Find every line in the data below that contains the string "frame", and copy each one in full. Matching is case-sensitive.

----

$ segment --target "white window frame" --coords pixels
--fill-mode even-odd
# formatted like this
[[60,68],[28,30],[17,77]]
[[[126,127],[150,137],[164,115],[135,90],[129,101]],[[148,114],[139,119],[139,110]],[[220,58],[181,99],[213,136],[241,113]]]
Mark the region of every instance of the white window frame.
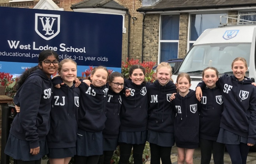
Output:
[[[160,19],[159,23],[159,37],[158,40],[158,58],[157,60],[157,64],[159,65],[160,64],[160,53],[161,52],[161,43],[178,43],[178,54],[177,54],[177,58],[178,58],[179,55],[179,40],[161,40],[160,38],[161,38],[161,30],[162,29],[162,15],[178,15],[180,16],[180,13],[175,14],[174,13],[169,13],[166,14],[160,14]],[[179,22],[179,27],[180,26],[180,22]],[[179,30],[179,32],[180,32],[180,30]]]

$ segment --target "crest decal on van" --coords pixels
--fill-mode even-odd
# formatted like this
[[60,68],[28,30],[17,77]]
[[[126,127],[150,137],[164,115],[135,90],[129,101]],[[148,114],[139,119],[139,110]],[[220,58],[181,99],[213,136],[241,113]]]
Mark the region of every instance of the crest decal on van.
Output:
[[225,33],[222,38],[223,38],[225,39],[229,40],[230,39],[232,39],[233,38],[235,37],[238,32],[239,31],[239,30],[227,30],[225,31]]

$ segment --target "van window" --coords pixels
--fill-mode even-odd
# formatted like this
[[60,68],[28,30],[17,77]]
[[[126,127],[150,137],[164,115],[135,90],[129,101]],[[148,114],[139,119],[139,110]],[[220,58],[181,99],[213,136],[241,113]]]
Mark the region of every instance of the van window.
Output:
[[[217,68],[220,74],[232,72],[231,64],[236,58],[244,58],[249,67],[251,44],[221,43],[193,46],[185,57],[178,74],[192,73],[201,76],[200,73],[207,67]],[[230,73],[232,74],[231,73]]]

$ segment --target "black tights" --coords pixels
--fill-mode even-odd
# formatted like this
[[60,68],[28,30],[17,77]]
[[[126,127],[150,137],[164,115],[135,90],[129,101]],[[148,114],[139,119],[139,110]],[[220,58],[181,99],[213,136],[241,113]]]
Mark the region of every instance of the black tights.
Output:
[[226,144],[232,164],[246,164],[250,147],[247,144],[240,143],[239,145]]
[[119,143],[120,148],[120,159],[118,164],[127,164],[131,156],[132,148],[133,147],[134,164],[142,164],[142,155],[145,148],[145,143],[143,144],[129,144],[124,142]]
[[34,161],[24,161],[21,160],[16,160],[17,164],[41,164],[41,159]]
[[99,155],[85,156],[75,156],[75,164],[97,164],[99,161]]
[[164,147],[150,143],[151,159],[150,164],[160,164],[160,158],[162,164],[171,164],[172,147]]
[[104,151],[103,154],[99,156],[98,164],[110,164],[114,151]]

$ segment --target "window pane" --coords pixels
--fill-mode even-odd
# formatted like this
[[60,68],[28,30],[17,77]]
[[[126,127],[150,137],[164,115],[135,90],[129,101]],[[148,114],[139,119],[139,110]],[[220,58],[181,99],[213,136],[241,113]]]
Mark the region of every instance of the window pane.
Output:
[[[189,40],[195,41],[204,30],[217,28],[219,25],[221,16],[226,16],[226,13],[211,14],[192,14],[190,19]],[[222,18],[222,22],[226,22],[226,18]]]
[[[256,12],[240,12],[240,14],[255,14],[254,15],[241,15],[240,19],[245,19],[245,20],[251,20],[252,21],[256,21]],[[240,22],[242,22],[242,20],[240,20]]]
[[179,15],[162,15],[161,40],[178,40]]
[[178,57],[178,43],[161,43],[160,63]]

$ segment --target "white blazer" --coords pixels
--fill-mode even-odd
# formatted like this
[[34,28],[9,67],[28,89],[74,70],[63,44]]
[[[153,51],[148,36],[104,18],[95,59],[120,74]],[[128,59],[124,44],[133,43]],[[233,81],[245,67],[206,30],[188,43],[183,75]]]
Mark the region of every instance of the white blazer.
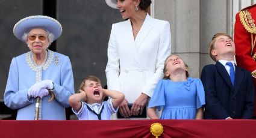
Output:
[[170,24],[146,15],[134,40],[130,20],[112,25],[108,48],[108,89],[123,92],[130,103],[142,92],[152,95],[170,55]]

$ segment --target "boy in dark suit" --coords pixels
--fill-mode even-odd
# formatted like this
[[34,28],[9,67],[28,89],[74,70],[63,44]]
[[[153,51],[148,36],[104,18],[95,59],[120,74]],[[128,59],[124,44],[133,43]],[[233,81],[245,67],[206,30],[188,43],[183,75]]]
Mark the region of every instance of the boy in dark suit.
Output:
[[209,44],[210,57],[216,62],[204,67],[201,80],[205,92],[204,118],[252,119],[254,86],[251,73],[237,67],[235,45],[225,33],[216,34]]

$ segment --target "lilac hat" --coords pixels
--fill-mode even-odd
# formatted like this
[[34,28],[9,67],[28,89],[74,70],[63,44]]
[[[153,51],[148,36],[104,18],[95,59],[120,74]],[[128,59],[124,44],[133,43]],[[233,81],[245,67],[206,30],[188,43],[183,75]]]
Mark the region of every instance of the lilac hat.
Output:
[[106,1],[107,4],[109,7],[117,9],[117,8],[116,8],[116,5],[117,4],[117,2],[116,1],[116,0],[105,0],[105,1]]
[[20,20],[13,27],[13,34],[23,41],[22,36],[34,28],[43,28],[54,35],[53,41],[62,32],[61,25],[55,19],[46,16],[31,16]]

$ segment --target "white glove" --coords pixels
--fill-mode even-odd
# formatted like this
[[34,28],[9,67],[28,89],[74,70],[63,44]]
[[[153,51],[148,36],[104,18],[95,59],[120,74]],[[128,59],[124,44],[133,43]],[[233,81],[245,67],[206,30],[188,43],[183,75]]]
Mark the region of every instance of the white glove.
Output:
[[28,92],[28,95],[29,97],[34,97],[36,98],[37,97],[39,97],[40,98],[43,98],[43,97],[48,95],[49,90],[45,88],[42,89],[39,91],[39,92],[37,94],[36,91],[33,91],[33,92]]
[[[51,80],[45,80],[35,83],[34,85],[33,85],[33,86],[30,87],[30,89],[28,89],[28,95],[29,97],[32,96],[34,98],[36,98],[36,97],[39,96],[39,94],[41,93],[40,91],[43,89],[48,89],[50,90],[54,89],[54,85],[52,81]],[[49,94],[49,92],[48,92]],[[45,92],[43,92],[43,93],[45,93]],[[47,95],[48,94],[47,94]],[[43,95],[40,94],[40,95]]]

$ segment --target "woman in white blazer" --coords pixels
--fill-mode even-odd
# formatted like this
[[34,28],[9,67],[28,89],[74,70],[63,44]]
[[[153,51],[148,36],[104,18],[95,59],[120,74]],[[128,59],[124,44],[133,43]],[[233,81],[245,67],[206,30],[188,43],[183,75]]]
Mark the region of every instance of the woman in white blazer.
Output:
[[[164,62],[170,54],[170,24],[145,12],[151,0],[106,0],[126,21],[112,25],[108,47],[108,89],[122,92],[119,112],[125,118],[141,115],[163,77]],[[128,103],[133,103],[129,109]],[[113,116],[116,118],[116,115]]]

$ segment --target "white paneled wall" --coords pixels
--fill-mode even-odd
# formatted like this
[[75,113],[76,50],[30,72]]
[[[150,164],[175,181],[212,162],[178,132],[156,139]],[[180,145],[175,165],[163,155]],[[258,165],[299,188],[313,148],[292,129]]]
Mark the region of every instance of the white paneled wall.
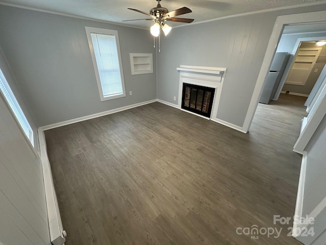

----

• REPLY:
$ segment --target "white window frame" --coords pixels
Mark the region of every instance of the white window frame.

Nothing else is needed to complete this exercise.